[START OF DOCUMENT EXTRACT]

A criminal defendant's "mere suspicion" that the informant's evidence is "relevant and helpful" under Brady will not defeat the Government's privilege under Roviaro. See United States v. Henderson, 241 F.3d 638, 645 (9th Cir. 2001). However, if the privilege applies, and if the defendant makes a "minimal threshold showing' that disclosure would be relevant to at least one defense, " then the district court must hold an in camera hearing. United States v. Henderson, 241 F.3d 638, 645 (9th Cir. 2000) (citing United States v. Spires, 3 F.3d 1234, 1238 (9th Cir. 1993)). In camera hearings are advantageous because they pose "little risk of disclosing the identity of the informant" and may provide many of the same benefits as disclosure itself, especially when defense counsel may participate under an order not to reveal any information disclosed during the hearing. Id. (citation omitted).

There is "no fixed rule" governing the court's decision to order the disclosure of Roviaro information. Roviaro, 353 U.S. at 62. The court must balance the extent to which disclosure would be relevant and helpful against the Government's interest in protecting its informants. Id. The Ninth Circuit has articulated a three prong test to assist the court with Roviaro balancing: "(1) the degree of the informant's involvement in the criminal activity; (2) the relationship between the defendant's asserted defense and the likely testimony of the informant; and (3) the government's interest in nondisclosure." United States v. Gonzalo Beltran, 915 F.2d 487, 489 (9th Cir. 1990) (citing United States v. Tenorio-Angel, 756 F.2d 1505, 1509 (11th Cir.1985)).

B. Application of Brady v. Maryland & Roviaro v. United States

Halgat argues that the confidential informant's case file should be produced because it is unprotected by Roviaro and material to his entrapment defense. (Def.'s Mot. to Compel (#38) at 1-2); (Mins. Proceedings #65).[4] The Government does not dispute that the confidential informants case file is material under Brady. ( See generally Gov't's Opp'n (#44) at 6-7); (Mins. Proceedings #65). In response to Halgat's motion, the Government only argues that the confidential informant's case file is protected under Roviaro. The court disagrees.

[END OF DOCUMENT EXTRACT]

TASK REQUIREMENTS
1 - In the excerpt on informant privilege, what must the district court hold if the privilege applies and the defendant makes a "minimal threshold showing" that disclosure would be relevant to at least one defense?
2 - Translate this sentence from the excerpt on informant privilege into Spanish: "The court must balance the extent to which disclosure would be relevant and helpful against the Government's interest in protecting its informants."
Rely only on the excerpt on informant privilege to complete each task.

[START OF RAW DATA]

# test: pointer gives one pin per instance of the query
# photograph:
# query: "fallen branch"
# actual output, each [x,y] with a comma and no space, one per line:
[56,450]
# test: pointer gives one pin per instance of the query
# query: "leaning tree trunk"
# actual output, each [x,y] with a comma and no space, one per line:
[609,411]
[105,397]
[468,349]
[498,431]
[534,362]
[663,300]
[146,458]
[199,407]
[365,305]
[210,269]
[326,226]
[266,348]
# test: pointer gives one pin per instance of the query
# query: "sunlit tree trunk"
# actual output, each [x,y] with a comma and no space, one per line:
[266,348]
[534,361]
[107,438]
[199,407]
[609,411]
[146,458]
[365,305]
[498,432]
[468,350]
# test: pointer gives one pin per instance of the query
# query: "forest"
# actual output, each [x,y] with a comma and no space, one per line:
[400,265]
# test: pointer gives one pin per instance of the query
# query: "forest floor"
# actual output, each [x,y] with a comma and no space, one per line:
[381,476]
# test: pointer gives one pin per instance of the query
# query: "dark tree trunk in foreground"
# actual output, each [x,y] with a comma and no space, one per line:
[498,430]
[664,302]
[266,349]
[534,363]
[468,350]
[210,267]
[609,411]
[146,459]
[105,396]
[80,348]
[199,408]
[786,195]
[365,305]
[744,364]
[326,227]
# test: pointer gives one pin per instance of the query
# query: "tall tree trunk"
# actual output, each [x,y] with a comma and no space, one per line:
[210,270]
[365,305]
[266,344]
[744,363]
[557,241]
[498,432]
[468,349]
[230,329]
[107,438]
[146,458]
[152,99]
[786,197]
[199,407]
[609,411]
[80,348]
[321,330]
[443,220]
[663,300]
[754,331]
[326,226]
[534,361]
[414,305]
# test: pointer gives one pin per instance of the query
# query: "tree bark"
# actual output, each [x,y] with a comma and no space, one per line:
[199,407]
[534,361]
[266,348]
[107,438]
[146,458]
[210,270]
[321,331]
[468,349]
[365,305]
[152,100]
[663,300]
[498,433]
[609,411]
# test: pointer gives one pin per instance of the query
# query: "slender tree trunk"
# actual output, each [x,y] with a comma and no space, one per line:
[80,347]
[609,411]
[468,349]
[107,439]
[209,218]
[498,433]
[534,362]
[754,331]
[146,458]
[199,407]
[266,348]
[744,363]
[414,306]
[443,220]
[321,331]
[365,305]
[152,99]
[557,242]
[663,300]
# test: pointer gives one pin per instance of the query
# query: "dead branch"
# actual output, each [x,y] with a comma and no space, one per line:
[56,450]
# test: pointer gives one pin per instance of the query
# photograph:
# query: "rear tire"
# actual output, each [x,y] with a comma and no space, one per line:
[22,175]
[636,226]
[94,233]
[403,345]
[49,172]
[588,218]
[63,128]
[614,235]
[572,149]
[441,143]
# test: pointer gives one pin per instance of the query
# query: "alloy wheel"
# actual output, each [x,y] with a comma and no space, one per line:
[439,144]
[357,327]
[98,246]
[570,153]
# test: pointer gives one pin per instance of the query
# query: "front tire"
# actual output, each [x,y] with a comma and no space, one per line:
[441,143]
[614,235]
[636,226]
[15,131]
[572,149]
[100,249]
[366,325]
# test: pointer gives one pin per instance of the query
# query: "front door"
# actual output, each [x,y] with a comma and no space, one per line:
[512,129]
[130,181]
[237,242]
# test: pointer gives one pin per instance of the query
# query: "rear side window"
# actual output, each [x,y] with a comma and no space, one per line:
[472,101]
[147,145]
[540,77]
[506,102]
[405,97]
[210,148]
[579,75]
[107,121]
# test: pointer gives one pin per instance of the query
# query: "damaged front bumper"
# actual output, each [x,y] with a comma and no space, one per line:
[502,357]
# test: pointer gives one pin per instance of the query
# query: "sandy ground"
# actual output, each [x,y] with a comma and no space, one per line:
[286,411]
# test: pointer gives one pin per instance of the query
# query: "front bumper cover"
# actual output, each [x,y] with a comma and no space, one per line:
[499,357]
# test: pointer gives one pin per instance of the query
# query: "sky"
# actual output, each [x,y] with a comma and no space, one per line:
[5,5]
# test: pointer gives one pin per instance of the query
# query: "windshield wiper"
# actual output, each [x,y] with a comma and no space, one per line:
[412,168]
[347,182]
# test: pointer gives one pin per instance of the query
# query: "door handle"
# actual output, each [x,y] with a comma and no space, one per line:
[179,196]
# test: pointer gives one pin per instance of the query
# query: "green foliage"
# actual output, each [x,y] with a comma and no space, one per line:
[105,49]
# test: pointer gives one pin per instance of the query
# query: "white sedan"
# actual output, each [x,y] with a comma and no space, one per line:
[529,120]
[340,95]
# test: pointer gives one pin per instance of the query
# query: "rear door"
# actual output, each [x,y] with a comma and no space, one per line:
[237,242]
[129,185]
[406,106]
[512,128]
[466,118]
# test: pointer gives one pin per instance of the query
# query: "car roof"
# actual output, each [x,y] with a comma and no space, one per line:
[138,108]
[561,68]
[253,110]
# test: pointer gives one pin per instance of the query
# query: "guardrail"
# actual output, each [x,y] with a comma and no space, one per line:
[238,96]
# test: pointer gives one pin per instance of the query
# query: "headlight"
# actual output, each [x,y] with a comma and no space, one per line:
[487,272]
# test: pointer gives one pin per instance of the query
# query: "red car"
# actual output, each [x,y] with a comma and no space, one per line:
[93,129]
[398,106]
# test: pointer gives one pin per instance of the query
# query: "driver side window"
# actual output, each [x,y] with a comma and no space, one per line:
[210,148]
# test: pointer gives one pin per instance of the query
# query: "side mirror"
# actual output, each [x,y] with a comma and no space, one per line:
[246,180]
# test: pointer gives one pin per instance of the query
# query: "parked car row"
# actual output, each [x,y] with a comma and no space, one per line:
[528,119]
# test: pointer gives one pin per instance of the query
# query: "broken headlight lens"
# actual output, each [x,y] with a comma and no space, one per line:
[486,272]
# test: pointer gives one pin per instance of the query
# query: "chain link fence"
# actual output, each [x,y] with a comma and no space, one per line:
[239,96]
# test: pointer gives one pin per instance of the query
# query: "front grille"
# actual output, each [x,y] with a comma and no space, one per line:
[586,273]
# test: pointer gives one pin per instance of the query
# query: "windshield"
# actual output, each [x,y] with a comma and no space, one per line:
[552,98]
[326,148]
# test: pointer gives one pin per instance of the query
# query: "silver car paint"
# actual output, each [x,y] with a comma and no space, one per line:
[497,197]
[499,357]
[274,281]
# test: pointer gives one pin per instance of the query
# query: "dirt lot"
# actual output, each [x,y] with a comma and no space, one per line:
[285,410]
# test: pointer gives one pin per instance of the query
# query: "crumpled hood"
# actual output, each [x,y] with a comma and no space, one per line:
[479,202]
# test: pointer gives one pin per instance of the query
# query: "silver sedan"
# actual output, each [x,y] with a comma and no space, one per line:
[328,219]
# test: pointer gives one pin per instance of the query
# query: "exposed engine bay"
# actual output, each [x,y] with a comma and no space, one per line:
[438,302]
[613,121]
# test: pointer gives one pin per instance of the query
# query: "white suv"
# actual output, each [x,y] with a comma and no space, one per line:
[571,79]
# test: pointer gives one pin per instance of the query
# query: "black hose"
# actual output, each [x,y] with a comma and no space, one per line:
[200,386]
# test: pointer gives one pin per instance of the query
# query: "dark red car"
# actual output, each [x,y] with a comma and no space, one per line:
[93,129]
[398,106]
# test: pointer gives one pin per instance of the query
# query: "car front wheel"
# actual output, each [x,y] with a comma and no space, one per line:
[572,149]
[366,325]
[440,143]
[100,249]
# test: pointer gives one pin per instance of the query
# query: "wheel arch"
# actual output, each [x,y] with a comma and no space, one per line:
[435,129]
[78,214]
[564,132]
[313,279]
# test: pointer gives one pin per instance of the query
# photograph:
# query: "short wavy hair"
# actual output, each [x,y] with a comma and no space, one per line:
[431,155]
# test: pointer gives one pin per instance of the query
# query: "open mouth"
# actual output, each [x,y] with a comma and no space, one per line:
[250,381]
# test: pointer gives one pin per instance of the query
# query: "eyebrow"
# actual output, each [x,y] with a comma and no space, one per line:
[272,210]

[END OF RAW DATA]

ANSWERS BELOW
1 - An in camera hearing.

2 - El tribunal debe sopesar la medida en que la divulgación sería pertinente y útil frente al interés del Gobierno en proteger a sus informantes.